## Extracted records
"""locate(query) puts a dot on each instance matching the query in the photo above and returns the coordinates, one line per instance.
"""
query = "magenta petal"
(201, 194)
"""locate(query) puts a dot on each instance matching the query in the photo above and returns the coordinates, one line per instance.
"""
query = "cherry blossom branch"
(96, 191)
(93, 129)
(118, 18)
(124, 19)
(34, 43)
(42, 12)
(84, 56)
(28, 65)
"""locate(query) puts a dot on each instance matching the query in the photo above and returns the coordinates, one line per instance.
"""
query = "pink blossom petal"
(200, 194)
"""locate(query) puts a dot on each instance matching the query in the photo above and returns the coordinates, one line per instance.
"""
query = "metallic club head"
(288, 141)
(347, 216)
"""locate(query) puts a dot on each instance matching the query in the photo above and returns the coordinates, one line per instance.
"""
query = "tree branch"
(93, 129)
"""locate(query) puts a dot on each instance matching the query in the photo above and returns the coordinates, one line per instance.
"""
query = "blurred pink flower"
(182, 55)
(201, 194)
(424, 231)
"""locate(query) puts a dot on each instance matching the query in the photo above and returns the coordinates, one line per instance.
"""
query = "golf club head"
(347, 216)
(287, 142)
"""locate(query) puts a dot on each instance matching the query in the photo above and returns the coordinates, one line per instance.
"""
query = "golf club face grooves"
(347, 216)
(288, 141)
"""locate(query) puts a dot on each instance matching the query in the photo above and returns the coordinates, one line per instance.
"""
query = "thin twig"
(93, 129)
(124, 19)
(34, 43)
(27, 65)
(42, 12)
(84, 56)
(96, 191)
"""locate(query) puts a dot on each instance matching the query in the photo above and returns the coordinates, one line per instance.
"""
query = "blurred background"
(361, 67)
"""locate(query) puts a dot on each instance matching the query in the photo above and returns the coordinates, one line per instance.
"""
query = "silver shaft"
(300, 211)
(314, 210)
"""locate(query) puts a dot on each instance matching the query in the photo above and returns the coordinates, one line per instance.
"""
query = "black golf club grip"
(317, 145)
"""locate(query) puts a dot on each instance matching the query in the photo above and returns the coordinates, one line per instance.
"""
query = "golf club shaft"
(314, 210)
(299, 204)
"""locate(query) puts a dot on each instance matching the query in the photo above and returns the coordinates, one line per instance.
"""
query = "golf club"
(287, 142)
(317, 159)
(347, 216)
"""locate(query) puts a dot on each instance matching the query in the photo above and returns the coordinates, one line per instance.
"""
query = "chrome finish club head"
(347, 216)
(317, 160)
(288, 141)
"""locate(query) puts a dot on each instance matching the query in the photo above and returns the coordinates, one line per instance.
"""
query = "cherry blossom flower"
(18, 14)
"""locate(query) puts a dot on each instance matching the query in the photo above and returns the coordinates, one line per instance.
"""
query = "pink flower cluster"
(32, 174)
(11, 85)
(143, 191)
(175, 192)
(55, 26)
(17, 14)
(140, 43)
...
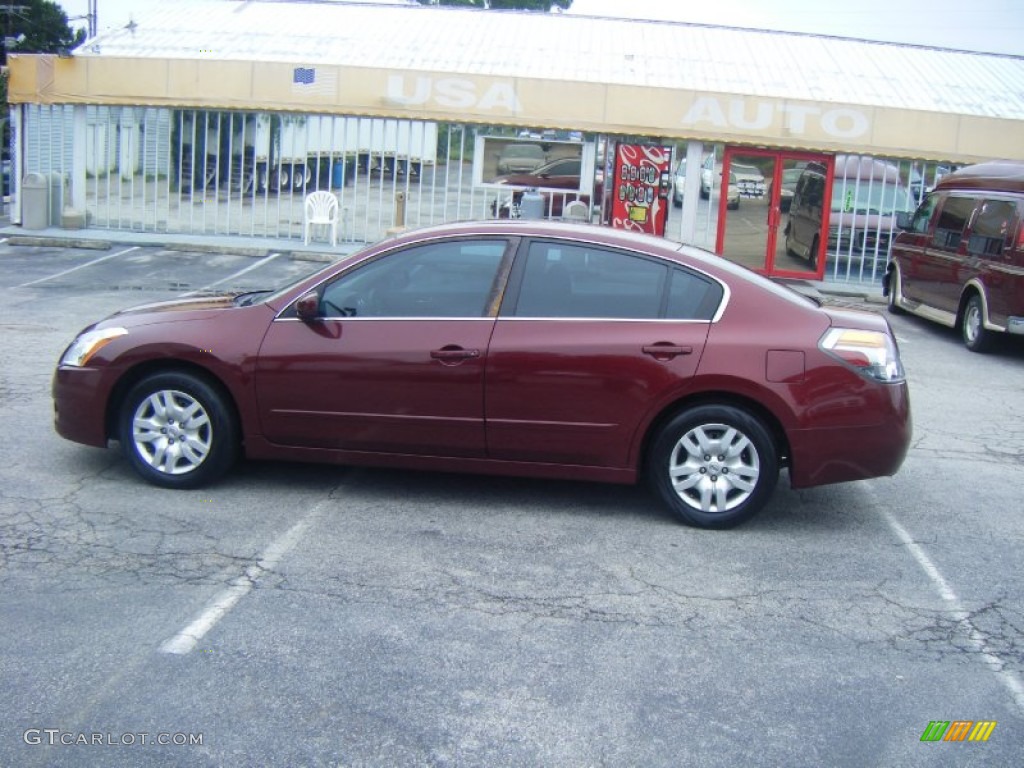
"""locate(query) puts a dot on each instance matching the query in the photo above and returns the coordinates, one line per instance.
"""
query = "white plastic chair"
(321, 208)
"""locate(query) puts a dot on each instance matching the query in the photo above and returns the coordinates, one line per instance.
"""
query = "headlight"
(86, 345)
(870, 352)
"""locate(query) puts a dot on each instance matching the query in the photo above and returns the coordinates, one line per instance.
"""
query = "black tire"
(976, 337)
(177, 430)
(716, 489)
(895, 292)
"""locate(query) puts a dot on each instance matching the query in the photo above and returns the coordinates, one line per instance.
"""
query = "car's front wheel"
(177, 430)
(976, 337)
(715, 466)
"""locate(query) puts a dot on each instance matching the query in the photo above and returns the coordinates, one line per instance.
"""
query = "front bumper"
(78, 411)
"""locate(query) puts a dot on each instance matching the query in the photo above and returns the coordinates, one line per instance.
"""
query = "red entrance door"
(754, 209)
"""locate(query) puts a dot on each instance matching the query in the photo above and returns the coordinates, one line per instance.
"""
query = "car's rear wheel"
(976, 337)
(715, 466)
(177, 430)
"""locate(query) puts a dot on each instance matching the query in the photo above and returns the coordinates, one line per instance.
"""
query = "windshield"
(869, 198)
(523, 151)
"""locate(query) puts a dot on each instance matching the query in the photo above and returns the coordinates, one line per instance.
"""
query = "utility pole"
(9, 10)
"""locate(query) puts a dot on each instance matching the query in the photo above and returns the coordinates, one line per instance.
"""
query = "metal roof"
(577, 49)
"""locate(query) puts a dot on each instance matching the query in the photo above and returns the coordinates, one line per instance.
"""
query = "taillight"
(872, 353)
---
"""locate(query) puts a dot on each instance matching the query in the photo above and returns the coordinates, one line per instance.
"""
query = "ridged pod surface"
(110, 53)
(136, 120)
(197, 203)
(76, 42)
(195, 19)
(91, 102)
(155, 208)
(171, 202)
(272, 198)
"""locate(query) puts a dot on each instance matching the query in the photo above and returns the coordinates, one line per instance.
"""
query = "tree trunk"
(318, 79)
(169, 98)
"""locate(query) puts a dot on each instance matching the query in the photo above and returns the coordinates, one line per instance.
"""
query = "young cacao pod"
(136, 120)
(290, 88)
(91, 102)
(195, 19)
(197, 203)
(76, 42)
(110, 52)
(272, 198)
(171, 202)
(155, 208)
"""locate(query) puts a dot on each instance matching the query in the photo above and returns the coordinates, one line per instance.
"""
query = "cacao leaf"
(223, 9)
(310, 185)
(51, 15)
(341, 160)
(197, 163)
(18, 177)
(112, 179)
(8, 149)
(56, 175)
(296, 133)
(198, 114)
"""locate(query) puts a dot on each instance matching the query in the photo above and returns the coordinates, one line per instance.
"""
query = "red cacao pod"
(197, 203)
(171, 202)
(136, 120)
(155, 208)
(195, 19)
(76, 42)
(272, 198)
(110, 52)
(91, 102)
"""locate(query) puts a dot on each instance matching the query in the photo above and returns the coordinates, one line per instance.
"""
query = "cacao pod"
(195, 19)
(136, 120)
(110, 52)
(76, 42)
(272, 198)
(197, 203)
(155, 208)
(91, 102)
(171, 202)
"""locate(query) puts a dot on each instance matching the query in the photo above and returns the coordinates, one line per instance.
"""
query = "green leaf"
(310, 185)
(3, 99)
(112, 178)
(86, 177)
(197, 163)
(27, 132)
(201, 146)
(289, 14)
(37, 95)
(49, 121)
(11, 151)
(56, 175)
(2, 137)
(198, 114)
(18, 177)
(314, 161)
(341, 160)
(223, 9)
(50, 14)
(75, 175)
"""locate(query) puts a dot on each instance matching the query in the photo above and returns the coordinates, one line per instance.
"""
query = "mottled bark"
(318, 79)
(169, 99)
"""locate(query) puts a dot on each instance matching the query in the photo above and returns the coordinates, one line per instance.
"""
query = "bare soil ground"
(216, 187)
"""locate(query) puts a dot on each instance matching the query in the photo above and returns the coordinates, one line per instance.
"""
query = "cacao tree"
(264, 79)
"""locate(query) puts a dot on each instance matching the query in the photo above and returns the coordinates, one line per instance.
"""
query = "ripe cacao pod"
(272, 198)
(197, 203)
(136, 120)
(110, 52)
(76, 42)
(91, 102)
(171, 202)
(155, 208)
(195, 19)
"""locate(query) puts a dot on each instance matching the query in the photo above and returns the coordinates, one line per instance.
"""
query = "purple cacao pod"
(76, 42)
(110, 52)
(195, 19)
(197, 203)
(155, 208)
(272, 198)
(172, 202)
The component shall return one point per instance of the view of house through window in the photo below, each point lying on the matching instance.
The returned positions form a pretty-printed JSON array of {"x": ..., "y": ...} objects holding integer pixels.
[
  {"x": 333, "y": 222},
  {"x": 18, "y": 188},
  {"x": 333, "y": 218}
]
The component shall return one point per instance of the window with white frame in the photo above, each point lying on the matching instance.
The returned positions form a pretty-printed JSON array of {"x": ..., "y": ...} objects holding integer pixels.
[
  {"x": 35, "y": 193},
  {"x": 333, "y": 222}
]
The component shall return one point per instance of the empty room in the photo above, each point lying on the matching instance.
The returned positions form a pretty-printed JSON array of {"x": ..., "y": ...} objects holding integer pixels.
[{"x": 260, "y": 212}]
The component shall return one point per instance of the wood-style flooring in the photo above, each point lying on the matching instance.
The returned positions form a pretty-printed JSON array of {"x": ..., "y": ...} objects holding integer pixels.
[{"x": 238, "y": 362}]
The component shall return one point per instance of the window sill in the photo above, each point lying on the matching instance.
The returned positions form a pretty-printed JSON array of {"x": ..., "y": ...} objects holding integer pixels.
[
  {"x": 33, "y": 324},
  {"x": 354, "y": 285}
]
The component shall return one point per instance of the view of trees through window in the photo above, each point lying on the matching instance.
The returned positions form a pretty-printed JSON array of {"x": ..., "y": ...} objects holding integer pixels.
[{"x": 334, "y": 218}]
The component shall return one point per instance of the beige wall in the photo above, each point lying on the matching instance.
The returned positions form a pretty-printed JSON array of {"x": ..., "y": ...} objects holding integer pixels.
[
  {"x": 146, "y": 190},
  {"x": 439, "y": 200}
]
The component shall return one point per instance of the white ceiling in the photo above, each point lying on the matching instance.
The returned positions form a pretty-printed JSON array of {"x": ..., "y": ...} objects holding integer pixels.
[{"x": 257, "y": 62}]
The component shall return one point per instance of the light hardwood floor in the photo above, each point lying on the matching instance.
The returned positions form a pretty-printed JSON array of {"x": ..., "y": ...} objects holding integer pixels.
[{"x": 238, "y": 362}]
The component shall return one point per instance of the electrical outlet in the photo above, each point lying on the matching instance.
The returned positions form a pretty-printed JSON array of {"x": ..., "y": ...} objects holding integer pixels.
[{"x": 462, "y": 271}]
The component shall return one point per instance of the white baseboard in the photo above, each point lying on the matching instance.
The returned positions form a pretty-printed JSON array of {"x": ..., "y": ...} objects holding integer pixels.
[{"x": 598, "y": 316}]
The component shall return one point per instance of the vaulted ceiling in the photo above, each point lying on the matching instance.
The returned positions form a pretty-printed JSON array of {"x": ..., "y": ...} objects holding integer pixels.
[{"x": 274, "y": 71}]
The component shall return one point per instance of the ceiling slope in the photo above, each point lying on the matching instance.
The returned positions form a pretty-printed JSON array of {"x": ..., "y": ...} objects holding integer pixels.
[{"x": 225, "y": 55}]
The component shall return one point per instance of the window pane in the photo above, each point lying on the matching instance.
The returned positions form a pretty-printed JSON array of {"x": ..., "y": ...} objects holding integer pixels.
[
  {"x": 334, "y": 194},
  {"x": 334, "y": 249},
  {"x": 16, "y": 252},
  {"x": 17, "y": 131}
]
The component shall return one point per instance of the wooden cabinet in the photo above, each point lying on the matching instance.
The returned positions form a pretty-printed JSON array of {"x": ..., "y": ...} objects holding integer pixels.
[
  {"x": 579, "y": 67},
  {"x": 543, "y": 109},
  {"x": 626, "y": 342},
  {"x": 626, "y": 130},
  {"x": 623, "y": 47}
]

## About this task
Return each line of the listing that holds the word "view".

## Exercise solution
The component shall return one point per instance of the view of house through window in the photo below, each point lying on the matching instance.
The component shall return one point per instance of the view of trees through window in the photo above, each point lying on the matching instance.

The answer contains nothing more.